:: Your goal ::
Please return every line from the entries below that contains the word "leash".

:: Data ::
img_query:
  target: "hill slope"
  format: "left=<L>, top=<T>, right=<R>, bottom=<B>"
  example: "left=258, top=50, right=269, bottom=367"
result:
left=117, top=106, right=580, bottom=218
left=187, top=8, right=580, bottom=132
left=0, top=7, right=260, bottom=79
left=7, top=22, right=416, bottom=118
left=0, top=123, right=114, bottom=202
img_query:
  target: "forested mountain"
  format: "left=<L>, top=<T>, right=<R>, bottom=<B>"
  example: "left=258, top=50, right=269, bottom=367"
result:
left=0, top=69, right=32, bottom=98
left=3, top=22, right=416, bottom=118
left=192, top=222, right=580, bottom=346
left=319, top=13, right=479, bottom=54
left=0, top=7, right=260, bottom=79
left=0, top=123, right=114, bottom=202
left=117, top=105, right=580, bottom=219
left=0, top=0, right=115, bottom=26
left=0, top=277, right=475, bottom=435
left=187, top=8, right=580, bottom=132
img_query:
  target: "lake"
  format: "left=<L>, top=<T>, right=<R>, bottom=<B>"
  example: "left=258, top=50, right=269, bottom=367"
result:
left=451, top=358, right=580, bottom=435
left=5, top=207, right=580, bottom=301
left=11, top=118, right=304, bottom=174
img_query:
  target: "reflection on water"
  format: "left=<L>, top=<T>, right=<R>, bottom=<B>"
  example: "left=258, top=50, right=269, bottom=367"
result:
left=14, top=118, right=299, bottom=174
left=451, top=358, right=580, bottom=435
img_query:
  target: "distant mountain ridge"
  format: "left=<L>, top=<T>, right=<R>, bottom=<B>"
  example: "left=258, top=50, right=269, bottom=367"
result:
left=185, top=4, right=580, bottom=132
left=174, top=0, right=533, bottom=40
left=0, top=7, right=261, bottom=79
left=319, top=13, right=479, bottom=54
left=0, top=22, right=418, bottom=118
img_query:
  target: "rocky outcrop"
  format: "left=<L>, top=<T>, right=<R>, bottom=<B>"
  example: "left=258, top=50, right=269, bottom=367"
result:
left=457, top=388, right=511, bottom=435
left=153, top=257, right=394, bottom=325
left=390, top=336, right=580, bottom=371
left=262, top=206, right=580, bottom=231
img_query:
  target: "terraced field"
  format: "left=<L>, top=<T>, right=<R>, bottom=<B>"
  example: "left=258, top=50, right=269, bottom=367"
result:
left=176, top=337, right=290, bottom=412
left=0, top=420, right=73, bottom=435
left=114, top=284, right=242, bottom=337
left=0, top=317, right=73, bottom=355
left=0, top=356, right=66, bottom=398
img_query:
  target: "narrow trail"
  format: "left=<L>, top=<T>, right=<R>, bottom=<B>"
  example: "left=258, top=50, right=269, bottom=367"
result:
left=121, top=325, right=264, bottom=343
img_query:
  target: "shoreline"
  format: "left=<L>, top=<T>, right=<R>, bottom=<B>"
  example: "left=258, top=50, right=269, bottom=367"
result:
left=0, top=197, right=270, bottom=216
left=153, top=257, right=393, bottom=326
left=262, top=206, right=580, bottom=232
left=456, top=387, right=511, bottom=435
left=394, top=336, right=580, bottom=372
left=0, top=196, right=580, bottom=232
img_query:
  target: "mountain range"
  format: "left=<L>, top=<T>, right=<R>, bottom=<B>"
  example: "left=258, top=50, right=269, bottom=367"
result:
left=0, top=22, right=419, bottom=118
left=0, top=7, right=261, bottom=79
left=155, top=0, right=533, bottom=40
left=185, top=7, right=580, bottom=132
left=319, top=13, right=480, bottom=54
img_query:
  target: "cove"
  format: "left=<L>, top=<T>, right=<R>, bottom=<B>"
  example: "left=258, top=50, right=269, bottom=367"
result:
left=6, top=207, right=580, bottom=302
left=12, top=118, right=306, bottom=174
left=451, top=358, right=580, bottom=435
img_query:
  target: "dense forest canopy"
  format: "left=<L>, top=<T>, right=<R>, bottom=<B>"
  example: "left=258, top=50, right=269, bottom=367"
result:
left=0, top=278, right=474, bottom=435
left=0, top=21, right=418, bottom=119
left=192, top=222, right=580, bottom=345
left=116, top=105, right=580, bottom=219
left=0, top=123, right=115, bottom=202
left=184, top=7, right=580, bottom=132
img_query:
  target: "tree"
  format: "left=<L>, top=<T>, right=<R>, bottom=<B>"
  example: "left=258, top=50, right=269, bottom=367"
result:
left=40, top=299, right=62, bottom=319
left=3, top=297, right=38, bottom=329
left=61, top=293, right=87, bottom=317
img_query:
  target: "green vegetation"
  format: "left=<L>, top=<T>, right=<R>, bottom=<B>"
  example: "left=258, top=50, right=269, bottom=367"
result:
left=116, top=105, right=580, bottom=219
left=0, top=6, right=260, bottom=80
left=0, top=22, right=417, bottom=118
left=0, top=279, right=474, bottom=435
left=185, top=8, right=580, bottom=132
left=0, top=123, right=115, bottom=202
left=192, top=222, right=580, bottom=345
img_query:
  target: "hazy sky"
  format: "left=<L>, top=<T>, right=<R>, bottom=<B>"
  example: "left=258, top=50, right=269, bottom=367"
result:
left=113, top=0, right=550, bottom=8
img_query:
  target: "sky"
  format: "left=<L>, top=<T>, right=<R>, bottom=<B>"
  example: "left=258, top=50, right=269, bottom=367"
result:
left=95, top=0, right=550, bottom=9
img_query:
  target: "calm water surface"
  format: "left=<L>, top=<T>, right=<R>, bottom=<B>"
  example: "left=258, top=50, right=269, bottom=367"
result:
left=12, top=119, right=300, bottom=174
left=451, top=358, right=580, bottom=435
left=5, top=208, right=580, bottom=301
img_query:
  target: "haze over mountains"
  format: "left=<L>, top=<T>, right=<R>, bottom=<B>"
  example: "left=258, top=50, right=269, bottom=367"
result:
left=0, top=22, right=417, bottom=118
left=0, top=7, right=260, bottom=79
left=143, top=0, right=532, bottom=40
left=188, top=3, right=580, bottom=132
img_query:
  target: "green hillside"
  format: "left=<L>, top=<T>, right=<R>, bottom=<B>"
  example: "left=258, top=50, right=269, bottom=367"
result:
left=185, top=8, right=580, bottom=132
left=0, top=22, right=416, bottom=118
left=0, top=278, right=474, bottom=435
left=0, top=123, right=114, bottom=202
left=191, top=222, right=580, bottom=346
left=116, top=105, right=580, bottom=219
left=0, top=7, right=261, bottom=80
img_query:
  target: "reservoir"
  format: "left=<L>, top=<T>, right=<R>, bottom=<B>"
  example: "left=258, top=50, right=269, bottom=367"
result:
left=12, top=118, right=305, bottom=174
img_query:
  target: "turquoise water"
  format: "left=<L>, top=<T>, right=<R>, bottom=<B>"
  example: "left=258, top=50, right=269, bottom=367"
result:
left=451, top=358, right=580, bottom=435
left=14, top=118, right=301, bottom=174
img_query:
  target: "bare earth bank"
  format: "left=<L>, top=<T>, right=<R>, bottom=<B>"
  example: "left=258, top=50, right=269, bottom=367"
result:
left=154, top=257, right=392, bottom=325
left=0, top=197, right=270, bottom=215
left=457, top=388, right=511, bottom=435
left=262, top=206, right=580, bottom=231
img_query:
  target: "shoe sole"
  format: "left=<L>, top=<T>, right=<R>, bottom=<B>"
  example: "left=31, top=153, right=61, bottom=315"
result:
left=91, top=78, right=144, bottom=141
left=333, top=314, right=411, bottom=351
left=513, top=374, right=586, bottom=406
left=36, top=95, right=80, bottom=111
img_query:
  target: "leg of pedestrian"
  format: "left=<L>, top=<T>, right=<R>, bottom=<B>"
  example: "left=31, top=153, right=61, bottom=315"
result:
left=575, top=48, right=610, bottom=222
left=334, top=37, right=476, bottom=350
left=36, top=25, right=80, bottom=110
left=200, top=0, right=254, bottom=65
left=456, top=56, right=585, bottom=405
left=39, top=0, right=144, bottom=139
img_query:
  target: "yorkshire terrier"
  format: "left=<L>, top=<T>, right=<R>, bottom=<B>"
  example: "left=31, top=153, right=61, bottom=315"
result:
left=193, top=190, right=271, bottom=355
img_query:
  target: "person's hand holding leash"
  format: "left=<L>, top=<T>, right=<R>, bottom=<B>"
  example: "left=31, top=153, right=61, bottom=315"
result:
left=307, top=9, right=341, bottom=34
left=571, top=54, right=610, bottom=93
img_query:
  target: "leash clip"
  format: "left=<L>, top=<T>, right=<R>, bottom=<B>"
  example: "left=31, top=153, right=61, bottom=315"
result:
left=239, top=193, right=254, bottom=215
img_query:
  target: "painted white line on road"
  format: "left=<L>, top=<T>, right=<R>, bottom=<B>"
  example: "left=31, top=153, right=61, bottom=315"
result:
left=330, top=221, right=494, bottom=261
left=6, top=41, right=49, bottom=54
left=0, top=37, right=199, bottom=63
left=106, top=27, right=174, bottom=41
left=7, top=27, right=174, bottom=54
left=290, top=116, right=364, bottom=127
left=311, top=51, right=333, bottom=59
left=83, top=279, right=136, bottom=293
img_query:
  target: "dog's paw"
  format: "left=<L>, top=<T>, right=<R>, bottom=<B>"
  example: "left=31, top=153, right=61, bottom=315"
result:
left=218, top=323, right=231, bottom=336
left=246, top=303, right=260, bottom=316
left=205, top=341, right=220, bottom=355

:: Problem solution ::
  target: "person's hand holding leash"
  target: "leash clip"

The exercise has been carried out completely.